» Exercise prompt
Repeat the listing word for word, but skip any pictures.

» Input data
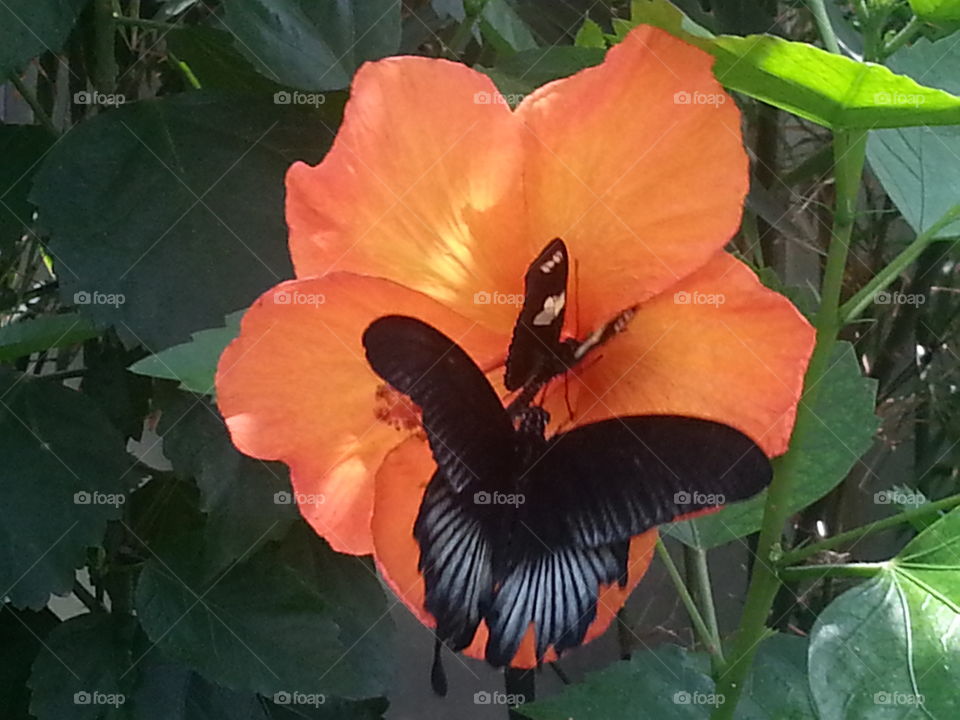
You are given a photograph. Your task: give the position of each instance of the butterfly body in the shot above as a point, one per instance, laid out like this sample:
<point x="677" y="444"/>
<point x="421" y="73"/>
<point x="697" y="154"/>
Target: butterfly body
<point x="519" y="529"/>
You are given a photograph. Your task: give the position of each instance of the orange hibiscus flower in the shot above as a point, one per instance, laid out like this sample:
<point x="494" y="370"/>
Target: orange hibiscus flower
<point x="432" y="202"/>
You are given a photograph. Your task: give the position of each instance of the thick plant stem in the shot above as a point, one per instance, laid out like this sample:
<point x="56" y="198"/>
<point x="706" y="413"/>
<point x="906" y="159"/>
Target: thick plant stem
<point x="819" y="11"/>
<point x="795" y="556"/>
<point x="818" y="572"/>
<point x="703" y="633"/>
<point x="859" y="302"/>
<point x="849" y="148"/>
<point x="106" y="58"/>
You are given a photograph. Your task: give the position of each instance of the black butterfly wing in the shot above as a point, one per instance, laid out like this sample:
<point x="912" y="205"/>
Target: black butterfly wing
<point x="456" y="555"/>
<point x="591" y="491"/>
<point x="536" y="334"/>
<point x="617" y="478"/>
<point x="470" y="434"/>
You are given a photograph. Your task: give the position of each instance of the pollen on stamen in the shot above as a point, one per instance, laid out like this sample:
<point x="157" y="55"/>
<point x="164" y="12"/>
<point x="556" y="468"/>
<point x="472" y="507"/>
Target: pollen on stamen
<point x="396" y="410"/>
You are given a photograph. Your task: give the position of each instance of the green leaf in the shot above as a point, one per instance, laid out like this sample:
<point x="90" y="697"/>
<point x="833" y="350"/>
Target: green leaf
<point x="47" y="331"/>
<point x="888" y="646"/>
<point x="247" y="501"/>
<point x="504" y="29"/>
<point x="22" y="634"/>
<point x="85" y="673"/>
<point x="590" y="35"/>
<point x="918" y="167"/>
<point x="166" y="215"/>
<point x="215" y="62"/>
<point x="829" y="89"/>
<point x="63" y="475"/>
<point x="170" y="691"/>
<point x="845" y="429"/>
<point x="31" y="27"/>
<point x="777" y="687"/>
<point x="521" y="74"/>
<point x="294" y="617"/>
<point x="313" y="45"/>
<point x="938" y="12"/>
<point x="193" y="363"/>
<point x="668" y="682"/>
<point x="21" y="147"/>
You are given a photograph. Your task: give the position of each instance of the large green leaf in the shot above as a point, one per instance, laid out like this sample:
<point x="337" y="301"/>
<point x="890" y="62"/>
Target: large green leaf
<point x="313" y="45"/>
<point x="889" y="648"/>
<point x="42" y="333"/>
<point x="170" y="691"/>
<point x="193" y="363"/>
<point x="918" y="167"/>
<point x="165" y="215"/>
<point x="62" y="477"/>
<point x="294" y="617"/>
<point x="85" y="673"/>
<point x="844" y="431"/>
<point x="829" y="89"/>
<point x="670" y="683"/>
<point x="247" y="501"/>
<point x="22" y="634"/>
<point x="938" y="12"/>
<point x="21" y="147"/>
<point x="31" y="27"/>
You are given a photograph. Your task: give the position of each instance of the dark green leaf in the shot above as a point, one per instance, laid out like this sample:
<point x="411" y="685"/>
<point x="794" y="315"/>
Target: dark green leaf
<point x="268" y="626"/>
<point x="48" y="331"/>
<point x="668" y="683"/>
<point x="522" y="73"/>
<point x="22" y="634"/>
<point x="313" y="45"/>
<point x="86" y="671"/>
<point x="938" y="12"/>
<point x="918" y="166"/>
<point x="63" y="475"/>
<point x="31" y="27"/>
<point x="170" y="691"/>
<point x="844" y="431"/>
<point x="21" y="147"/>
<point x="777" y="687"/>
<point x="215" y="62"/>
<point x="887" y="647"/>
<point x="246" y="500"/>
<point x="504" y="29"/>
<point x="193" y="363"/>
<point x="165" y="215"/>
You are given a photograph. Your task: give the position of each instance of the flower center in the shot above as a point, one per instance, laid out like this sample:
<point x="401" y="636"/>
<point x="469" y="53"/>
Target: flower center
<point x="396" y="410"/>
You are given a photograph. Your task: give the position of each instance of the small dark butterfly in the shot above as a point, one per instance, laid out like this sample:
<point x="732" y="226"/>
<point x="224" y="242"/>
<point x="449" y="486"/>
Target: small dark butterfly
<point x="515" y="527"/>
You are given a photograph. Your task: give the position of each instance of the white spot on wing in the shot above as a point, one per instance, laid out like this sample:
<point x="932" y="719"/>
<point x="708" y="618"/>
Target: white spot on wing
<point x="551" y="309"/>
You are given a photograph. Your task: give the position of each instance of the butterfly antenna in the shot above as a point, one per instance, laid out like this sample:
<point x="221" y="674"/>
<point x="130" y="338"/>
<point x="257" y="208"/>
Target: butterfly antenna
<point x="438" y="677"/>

» Output for this task
You are given a photograph. Your task: give the position of each instance of the butterfly body in the shot above as a point, one per instance, laid out like this sample:
<point x="677" y="444"/>
<point x="421" y="73"/>
<point x="697" y="154"/>
Target: butterfly body
<point x="519" y="529"/>
You are given a photograph. Your task: give the position of each instance of the orange hibiscus flower in the shot above as a point, one per instance, laid out like this sample:
<point x="494" y="370"/>
Target: orange hibiscus flower
<point x="432" y="202"/>
You are given a photograph. Your task: give the position of each instance of the thick plant stem in the shot above as a point, one per instance, laid out like this sample:
<point x="56" y="198"/>
<point x="706" y="413"/>
<point x="906" y="159"/>
Target: thick plant stem
<point x="819" y="11"/>
<point x="795" y="556"/>
<point x="818" y="572"/>
<point x="703" y="633"/>
<point x="859" y="302"/>
<point x="849" y="148"/>
<point x="106" y="58"/>
You are given a photograph. Your task: give the position of each instance of the black butterfly wing in the shot above as a point, one per instance, laid out like this sample:
<point x="912" y="205"/>
Target: black butterfly wing
<point x="456" y="555"/>
<point x="591" y="491"/>
<point x="536" y="334"/>
<point x="617" y="478"/>
<point x="470" y="434"/>
You are given a photograph. Your task: give the position of each instance of the pollen on stamen in the shot above as a point, one per instance, laid out like this sample:
<point x="157" y="55"/>
<point x="164" y="12"/>
<point x="556" y="468"/>
<point x="472" y="507"/>
Target: pollen on stamen
<point x="396" y="410"/>
You are given a photograph. Your task: give the position of each instance of the green leaf in the shot above as a point, one per instance, laid out like this sample:
<point x="90" y="697"/>
<point x="833" y="350"/>
Target: green leaf
<point x="47" y="331"/>
<point x="888" y="646"/>
<point x="247" y="501"/>
<point x="504" y="29"/>
<point x="22" y="634"/>
<point x="85" y="673"/>
<point x="590" y="35"/>
<point x="918" y="167"/>
<point x="166" y="215"/>
<point x="215" y="62"/>
<point x="829" y="89"/>
<point x="63" y="475"/>
<point x="170" y="691"/>
<point x="845" y="429"/>
<point x="31" y="27"/>
<point x="777" y="687"/>
<point x="521" y="74"/>
<point x="294" y="617"/>
<point x="313" y="45"/>
<point x="938" y="12"/>
<point x="193" y="363"/>
<point x="668" y="682"/>
<point x="21" y="147"/>
You are given a photograph. Your task: give the position of each instance of the large green leaf in the shot above as a point, one per instance, laid out like this sample:
<point x="337" y="301"/>
<point x="890" y="62"/>
Target: large green leaf
<point x="313" y="45"/>
<point x="889" y="648"/>
<point x="42" y="333"/>
<point x="170" y="691"/>
<point x="193" y="363"/>
<point x="918" y="167"/>
<point x="165" y="215"/>
<point x="62" y="477"/>
<point x="294" y="617"/>
<point x="85" y="673"/>
<point x="844" y="431"/>
<point x="829" y="89"/>
<point x="670" y="683"/>
<point x="247" y="501"/>
<point x="22" y="634"/>
<point x="938" y="12"/>
<point x="21" y="147"/>
<point x="31" y="27"/>
You are given a photograph. Your task: give the position of each instance of the dark green leaf in the shot above as a point, one per instance, laid out like this sample:
<point x="411" y="685"/>
<point x="794" y="315"/>
Target: dark green leaf
<point x="268" y="626"/>
<point x="48" y="331"/>
<point x="668" y="683"/>
<point x="522" y="73"/>
<point x="22" y="634"/>
<point x="313" y="45"/>
<point x="86" y="671"/>
<point x="938" y="12"/>
<point x="918" y="166"/>
<point x="63" y="475"/>
<point x="31" y="27"/>
<point x="170" y="691"/>
<point x="844" y="431"/>
<point x="21" y="147"/>
<point x="777" y="687"/>
<point x="215" y="62"/>
<point x="887" y="647"/>
<point x="246" y="500"/>
<point x="504" y="29"/>
<point x="193" y="363"/>
<point x="165" y="215"/>
You are given a photograph. Your task: give the position of each instance of the flower center in the shot above as a point, one per instance, laid out like this sample:
<point x="401" y="636"/>
<point x="469" y="53"/>
Target: flower center
<point x="396" y="410"/>
You are given a photograph. Your task: give the position of each instance of the small dark butterfly in the shot above as a point, one per instance, laid out like this sample:
<point x="732" y="226"/>
<point x="224" y="242"/>
<point x="449" y="486"/>
Target: small dark butterfly
<point x="515" y="527"/>
You are given a photograph. Your task: give the position of each instance of the white spot on wing in the shot above as a point, one per instance, laid out like this sample:
<point x="932" y="719"/>
<point x="708" y="618"/>
Target: white spot on wing
<point x="551" y="309"/>
You are given a photograph. Your task: give the position of each instance of the butterfly antenna in the shot above as a point, one per instance, laid out like this sample:
<point x="221" y="674"/>
<point x="130" y="338"/>
<point x="257" y="208"/>
Target: butterfly antenna
<point x="438" y="677"/>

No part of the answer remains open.